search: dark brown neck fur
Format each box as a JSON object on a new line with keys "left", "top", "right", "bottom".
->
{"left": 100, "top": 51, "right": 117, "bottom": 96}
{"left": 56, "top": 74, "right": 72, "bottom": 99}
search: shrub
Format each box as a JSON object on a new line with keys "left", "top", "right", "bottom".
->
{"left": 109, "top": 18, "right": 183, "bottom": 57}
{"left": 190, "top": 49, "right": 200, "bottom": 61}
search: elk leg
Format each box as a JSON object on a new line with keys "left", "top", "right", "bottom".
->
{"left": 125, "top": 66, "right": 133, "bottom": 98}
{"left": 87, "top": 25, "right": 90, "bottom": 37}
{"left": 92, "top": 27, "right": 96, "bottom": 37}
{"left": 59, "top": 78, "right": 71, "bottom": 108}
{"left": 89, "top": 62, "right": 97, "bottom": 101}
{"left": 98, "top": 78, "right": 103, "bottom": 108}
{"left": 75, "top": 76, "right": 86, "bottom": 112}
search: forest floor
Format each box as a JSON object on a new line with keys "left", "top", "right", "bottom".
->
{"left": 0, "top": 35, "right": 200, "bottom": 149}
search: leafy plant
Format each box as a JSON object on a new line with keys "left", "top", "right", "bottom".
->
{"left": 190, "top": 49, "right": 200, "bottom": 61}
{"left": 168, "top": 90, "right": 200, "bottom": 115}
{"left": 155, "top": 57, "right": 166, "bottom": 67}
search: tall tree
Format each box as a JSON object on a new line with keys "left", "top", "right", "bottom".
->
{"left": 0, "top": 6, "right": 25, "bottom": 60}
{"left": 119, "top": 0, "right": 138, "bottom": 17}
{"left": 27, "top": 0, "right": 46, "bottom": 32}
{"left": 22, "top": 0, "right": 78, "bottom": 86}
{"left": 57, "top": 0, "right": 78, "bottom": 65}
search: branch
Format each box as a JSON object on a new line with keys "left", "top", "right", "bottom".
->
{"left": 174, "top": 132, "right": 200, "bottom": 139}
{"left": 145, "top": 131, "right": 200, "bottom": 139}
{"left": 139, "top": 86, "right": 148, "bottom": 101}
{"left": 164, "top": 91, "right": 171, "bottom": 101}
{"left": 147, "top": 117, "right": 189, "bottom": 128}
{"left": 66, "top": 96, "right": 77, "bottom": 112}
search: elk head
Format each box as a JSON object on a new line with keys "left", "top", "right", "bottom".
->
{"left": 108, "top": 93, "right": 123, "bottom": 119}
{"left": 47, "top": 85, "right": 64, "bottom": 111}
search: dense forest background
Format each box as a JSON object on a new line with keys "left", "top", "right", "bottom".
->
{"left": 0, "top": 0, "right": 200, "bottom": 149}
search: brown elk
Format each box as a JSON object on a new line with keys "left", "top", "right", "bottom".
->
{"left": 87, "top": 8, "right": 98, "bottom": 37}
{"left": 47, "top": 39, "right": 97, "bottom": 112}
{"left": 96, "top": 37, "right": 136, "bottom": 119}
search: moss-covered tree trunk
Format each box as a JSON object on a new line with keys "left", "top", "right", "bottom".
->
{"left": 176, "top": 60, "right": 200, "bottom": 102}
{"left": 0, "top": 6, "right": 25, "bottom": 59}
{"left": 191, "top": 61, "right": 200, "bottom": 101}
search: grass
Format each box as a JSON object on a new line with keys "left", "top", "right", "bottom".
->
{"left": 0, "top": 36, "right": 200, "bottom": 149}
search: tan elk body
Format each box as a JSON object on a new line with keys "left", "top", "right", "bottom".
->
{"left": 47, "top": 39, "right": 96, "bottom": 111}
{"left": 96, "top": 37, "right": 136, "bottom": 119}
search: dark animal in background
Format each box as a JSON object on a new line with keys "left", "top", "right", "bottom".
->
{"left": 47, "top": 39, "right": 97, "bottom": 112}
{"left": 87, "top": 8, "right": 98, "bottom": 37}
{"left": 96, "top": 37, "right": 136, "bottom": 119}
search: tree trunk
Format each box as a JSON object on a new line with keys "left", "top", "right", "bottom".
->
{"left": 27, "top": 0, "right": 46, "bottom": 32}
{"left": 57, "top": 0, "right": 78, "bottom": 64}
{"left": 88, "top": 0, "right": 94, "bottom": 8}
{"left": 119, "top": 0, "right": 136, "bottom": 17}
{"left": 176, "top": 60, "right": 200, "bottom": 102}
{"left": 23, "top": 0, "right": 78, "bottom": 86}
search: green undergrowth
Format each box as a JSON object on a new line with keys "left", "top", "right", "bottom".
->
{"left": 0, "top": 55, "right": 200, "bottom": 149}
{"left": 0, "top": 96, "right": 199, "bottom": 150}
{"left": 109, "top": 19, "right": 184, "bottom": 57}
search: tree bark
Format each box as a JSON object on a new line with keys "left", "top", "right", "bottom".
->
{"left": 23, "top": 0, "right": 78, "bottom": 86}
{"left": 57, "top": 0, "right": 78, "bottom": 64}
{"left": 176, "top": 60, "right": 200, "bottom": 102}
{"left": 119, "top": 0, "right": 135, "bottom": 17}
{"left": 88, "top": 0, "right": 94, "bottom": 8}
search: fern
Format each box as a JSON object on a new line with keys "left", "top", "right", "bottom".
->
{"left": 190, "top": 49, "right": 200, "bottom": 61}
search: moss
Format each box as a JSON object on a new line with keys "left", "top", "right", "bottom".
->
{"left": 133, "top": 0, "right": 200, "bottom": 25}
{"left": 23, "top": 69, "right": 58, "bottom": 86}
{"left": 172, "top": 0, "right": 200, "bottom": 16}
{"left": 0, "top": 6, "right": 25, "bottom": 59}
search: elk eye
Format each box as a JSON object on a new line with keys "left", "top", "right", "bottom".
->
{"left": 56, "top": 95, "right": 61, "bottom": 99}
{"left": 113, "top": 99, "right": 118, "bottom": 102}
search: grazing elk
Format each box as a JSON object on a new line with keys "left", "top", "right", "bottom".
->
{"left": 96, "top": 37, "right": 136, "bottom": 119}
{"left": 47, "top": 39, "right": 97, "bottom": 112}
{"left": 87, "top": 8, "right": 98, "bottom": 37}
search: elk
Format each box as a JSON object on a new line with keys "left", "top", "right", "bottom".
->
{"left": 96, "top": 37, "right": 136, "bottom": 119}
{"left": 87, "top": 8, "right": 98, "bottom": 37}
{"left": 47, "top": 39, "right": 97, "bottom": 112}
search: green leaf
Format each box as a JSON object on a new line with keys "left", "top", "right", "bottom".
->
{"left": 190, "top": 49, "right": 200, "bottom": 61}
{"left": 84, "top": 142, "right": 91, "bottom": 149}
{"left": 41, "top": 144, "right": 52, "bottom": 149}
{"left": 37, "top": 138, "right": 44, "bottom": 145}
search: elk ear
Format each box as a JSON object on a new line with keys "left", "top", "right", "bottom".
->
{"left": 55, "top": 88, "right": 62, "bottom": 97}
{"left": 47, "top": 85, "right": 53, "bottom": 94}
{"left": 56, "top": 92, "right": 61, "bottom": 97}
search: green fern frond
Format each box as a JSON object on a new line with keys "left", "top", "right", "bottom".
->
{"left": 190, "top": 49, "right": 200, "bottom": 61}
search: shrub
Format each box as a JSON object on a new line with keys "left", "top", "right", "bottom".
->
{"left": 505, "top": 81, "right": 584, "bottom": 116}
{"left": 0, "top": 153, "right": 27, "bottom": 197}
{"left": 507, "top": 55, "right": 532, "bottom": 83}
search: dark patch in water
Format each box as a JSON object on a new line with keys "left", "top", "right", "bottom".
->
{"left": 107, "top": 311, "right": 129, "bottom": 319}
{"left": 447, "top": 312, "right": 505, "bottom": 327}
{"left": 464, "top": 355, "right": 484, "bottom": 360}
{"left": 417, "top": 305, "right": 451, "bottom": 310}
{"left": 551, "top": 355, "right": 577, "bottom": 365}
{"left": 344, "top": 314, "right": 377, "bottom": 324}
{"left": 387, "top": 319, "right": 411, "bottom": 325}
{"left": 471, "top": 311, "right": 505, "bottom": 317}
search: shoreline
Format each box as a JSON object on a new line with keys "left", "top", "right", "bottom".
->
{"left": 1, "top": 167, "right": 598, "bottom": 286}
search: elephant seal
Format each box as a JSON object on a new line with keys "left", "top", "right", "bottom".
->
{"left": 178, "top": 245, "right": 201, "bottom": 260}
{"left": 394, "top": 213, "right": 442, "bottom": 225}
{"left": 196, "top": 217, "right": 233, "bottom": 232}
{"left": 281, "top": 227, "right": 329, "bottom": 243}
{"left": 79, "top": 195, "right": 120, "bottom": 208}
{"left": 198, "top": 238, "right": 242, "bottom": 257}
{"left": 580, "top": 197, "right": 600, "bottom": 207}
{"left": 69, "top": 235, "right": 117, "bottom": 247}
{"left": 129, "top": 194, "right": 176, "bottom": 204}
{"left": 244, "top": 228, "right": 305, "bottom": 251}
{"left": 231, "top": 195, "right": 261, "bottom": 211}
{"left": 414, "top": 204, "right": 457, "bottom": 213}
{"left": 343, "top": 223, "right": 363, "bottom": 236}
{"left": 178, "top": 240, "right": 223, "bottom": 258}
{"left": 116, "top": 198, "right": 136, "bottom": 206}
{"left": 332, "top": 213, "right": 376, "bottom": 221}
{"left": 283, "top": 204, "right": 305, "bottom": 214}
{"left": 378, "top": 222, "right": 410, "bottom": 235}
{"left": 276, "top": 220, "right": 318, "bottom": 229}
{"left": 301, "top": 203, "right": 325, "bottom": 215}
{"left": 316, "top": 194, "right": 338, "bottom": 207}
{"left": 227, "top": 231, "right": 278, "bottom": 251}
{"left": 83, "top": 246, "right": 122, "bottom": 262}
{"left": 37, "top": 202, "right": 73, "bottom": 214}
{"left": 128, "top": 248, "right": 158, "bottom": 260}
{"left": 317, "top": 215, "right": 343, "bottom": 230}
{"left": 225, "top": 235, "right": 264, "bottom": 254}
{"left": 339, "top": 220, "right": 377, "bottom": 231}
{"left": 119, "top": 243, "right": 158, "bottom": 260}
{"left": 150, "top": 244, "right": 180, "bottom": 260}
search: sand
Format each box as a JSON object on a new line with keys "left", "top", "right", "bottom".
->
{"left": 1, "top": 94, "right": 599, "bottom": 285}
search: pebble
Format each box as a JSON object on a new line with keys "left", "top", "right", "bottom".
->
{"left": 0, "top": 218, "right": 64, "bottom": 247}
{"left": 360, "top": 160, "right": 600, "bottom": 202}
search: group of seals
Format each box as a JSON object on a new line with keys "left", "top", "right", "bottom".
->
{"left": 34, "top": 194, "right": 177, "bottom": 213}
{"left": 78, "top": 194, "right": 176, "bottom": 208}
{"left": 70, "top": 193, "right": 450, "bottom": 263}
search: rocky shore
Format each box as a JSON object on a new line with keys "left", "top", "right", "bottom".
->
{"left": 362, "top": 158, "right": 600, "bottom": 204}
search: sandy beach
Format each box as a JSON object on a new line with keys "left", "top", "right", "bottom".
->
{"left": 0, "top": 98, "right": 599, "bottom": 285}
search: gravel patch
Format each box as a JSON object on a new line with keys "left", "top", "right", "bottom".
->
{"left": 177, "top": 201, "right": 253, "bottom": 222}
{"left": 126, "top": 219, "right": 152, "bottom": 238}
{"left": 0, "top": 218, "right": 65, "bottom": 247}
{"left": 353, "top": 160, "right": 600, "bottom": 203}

* _WHAT THE TASK REQUIRES_
Check each line of the data above, and please copy the ones in which the string "patch" occurs.

* _WRITTEN RESPONSE_
search: dark patch in water
search: gravel patch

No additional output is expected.